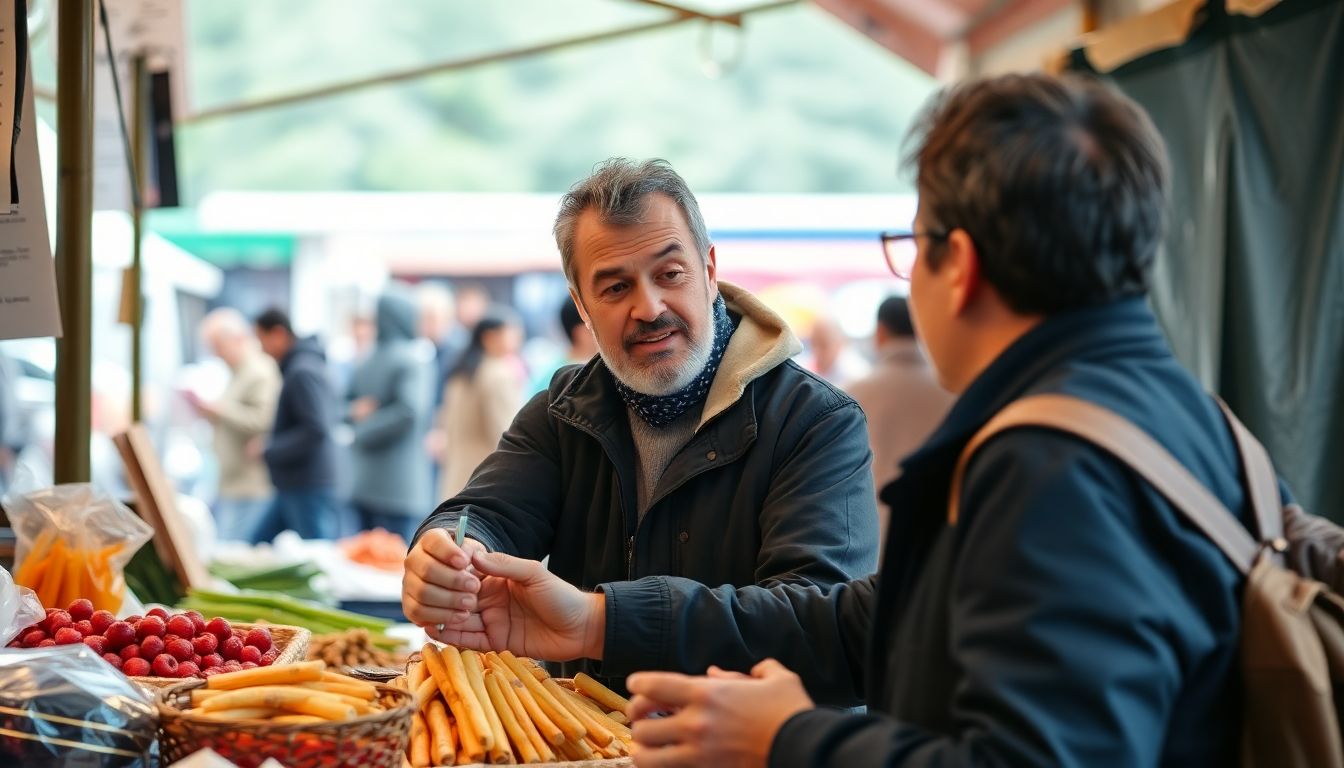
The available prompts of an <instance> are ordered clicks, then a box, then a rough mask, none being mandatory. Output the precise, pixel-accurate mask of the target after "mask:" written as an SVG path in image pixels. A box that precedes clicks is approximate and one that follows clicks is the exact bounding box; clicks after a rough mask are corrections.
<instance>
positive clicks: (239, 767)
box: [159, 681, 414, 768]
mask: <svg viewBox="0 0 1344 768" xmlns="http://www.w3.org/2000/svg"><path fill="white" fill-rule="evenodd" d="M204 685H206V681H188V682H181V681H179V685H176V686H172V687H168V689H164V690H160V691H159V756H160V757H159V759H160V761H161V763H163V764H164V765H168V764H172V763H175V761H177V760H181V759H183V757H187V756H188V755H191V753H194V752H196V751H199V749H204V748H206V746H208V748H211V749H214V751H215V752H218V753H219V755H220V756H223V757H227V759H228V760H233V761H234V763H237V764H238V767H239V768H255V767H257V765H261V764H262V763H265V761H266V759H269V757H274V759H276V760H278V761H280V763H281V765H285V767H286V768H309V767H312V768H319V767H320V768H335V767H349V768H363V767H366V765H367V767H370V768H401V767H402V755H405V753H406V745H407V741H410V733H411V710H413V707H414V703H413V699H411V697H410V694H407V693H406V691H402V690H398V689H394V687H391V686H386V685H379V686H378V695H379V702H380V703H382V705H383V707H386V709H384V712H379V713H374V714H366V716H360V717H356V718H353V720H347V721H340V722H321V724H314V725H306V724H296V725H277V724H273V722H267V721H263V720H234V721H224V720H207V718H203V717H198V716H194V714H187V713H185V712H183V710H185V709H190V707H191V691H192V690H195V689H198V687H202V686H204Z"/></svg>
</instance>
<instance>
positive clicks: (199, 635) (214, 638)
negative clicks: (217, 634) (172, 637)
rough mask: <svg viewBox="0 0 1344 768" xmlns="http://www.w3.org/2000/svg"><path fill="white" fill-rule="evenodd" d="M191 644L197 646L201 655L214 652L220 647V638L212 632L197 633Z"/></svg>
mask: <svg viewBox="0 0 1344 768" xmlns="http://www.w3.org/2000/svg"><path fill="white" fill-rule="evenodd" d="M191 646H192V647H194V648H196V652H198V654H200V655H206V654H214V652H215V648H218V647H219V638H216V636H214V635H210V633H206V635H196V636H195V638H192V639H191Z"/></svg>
☆ ☆ ☆ ☆ ☆ ☆ ☆
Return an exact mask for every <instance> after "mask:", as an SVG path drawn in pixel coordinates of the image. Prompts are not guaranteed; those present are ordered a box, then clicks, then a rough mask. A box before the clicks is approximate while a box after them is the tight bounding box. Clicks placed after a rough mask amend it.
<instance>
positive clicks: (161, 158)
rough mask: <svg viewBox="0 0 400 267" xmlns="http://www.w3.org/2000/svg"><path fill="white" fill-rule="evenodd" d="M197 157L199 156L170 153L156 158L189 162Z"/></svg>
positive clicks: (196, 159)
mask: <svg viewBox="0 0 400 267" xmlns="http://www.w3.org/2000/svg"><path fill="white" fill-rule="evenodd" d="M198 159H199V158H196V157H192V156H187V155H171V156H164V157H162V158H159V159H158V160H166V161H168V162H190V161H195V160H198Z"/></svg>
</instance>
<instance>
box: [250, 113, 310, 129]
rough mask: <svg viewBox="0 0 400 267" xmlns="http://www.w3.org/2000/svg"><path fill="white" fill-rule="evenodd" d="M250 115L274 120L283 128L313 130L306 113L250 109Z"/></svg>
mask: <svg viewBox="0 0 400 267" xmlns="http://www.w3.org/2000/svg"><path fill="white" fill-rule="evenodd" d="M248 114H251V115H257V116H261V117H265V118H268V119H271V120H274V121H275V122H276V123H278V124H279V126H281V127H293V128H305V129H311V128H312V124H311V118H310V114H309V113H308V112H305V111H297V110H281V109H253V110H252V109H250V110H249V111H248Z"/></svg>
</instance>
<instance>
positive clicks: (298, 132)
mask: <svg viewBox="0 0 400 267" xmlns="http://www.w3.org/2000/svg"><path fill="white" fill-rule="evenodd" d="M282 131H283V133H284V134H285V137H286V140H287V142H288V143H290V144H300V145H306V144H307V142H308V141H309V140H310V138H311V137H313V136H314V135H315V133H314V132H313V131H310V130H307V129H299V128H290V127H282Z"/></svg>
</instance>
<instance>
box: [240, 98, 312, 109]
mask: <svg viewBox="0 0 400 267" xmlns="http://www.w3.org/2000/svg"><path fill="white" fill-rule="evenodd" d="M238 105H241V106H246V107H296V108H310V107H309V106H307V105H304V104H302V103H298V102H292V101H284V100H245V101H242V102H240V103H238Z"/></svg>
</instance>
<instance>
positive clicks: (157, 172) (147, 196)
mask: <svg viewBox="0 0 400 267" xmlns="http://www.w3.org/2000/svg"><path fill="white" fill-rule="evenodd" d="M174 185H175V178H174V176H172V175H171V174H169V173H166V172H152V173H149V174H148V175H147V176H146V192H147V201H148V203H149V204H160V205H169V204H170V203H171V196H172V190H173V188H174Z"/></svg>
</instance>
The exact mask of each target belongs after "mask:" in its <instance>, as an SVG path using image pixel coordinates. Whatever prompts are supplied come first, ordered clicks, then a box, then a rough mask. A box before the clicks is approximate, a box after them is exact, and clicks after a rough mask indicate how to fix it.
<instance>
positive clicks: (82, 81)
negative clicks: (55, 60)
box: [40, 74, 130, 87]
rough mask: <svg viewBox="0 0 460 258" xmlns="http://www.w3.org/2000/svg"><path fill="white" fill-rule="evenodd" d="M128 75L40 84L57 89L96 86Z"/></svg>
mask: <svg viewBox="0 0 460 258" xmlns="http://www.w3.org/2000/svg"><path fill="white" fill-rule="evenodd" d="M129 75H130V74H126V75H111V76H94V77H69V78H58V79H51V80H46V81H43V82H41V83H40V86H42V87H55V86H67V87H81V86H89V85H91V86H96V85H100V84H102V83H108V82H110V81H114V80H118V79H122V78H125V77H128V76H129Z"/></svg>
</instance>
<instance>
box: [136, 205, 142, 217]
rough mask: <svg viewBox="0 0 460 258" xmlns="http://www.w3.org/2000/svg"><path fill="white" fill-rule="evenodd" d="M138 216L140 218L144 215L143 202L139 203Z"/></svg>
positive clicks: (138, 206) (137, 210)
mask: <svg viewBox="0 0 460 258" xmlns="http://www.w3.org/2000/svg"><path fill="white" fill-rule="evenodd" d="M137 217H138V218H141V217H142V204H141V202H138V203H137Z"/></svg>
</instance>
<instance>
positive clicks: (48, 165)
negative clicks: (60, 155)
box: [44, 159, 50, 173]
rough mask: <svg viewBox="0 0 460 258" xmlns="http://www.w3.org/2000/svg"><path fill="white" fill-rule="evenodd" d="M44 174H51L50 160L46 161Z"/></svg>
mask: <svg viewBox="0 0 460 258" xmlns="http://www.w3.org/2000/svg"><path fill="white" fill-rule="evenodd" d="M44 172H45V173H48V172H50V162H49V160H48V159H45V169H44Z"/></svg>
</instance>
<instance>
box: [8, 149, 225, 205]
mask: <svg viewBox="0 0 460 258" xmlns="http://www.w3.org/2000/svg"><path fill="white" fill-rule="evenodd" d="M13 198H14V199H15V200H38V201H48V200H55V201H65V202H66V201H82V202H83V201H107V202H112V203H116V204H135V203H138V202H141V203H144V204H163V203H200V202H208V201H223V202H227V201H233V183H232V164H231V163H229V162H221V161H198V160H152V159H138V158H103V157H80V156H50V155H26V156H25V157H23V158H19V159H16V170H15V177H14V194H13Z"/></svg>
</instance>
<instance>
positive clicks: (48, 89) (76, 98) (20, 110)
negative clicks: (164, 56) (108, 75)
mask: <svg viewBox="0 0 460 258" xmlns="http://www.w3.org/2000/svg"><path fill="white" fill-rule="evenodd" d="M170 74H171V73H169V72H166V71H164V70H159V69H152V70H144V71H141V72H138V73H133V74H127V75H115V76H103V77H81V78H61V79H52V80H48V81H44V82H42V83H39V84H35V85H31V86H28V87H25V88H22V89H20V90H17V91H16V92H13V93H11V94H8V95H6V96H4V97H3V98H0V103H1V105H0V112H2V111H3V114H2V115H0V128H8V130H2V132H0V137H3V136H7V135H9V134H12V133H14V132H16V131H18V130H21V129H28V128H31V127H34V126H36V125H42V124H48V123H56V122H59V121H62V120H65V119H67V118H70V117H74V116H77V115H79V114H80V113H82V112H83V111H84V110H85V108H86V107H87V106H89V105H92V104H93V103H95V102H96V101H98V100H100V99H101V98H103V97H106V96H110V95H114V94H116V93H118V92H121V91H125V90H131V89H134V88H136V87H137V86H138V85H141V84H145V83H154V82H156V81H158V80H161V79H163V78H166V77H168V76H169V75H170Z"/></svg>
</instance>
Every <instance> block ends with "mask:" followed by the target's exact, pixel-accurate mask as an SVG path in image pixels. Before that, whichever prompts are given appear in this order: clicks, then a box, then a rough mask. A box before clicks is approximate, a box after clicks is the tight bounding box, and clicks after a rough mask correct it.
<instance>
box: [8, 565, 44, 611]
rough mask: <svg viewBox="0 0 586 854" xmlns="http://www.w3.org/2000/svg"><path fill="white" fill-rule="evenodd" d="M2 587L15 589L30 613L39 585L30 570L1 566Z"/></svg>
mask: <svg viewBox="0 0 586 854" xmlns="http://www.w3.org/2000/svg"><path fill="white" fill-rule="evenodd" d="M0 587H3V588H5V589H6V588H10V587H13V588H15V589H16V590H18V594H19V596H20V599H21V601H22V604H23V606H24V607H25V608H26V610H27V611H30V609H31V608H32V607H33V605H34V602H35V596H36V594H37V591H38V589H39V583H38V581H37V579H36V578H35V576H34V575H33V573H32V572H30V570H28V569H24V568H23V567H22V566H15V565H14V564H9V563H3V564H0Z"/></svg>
☆ ☆ ☆ ☆ ☆ ☆ ☆
• Exercise
Return only the lines between the one holding "positive clicks: (48, 165)" and the one holding "box: [44, 159, 50, 173]", inclusive, exactly as they appear above.

• Expected answer
positive clicks: (48, 165)
negative clicks: (60, 155)
box: [44, 159, 50, 173]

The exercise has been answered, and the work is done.